## Provided passage:
——
Differential Equations for Water Flow

[coolxal]

Homework Statement

Water flows from a conical tank with circular orifice at the rate

\frac{dx}{dt} = -0.6*\pi*r^2\sqrt{2g}\frac{\sqrt{x}}{A(x)}

r is the radius of the orifice, x is the height of the liquid from the vertex of cone, A(x) is area of the cross section of the tank x units above the orifice. Suppose r = 0.1 ft, g = 32.1 ft/s, tank has initial water level of 8ft and initial volume of 512*(pi/3). Computer water level after 10 min with h = 20s.

Homework Equations

Modified Euler's Method:

w_{0} = \alpha
w_{i+1} = w_{i} + \frac{h}{2}[f(t_{i}, w_{i}) + f(t_{i+1}, w_{i} + hf(t_{i}, w_{i}))]

The Attempt at a Solution

Is A(8) = (512*(pi/3))/(8/3) = 201.0619?

What do I set for y and t? If the question was f(y, t) = y' = -y + t + 1, 0 <= t <= 1, y(0) = 1, h is the step size, w_{0} = \alpha = y(0) is the initial condition, t is variable between 0 to 1 with step size h, ...

But if I input all those numbers into the equation I get dx/dt = -0.6*pi*0.1^2*sqrt(2*32.1)*sqrt(x)/201.0619 which leaves me with just x. I assume x = t in this case but what is y? How do I get it into the form f(y, t)?

 

[lanedance]

first you need to find A(x) as function of x, not just evaulate it at a point

 

[coolxal]

V = (1/3)*A(x)*x
A(x) = (512*(pi/3))/(x/3)

Is that right?

 

[lanedance]

V = (1/3)*A(x)*x
A(x) = (512*(pi/3))/(x/3)

Is that right?

not quite, the first line is true, but in the 2nd line you actually subsititute for x = 8ft

so to move forwards you know that at x = 8ft
V = 512*(pi/3)

use that to solve for the radius of the cone base at the point x = 8ft
r(8)

as the triangles are similar you can then use the fact
\frac{r(x)}{x} = \frac{r(8)}{8}
to find r(x) and so A(x)
——
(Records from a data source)

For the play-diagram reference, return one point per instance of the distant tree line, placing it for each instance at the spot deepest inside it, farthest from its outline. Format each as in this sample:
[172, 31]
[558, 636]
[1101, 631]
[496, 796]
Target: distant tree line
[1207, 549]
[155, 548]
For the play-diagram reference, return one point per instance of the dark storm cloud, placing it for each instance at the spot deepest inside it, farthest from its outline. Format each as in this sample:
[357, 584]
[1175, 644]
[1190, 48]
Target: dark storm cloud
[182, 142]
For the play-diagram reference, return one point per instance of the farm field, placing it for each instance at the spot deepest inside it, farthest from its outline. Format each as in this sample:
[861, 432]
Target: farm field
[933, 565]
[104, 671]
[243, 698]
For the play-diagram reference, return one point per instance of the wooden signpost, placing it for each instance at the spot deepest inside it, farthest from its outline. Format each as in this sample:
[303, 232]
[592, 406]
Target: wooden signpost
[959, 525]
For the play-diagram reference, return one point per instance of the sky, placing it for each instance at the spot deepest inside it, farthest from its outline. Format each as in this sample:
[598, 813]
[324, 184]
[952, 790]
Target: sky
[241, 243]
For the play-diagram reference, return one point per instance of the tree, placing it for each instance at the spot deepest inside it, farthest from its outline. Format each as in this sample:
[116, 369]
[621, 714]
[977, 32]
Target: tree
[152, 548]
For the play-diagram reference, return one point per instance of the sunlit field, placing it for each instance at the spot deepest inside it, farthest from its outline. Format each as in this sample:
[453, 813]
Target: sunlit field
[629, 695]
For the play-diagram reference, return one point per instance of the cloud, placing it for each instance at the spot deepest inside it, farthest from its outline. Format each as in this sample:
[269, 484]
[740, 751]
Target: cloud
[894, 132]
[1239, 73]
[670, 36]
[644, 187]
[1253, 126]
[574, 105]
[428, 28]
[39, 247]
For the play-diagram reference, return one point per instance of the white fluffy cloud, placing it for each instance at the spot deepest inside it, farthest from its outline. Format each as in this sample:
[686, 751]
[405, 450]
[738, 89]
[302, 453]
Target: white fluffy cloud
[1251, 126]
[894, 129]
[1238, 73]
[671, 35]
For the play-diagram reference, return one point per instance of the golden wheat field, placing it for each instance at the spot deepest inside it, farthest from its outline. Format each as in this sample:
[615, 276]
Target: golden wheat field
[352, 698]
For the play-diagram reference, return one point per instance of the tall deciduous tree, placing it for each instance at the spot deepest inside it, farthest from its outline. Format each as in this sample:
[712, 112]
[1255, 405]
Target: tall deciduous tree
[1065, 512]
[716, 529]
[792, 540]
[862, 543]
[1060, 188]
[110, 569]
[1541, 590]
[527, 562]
——
## Exercise description:
Decide whether each statement agrees with the water-flow thread above, answering yes or no and quoting the deciding words: (a) the radius of the orifice is given as 0.1 ft; (b) the tank starts with a water level of 10 ft; (c) the reply to the proposed formulas accepts the line V = (1/3)*A(x)*x as correct.

## Response:
(a) Yes: "Suppose r = 0.1 ft"
(b) No: "tank has initial water level of 8ft"
(c) Yes: "not quite, the first line is true"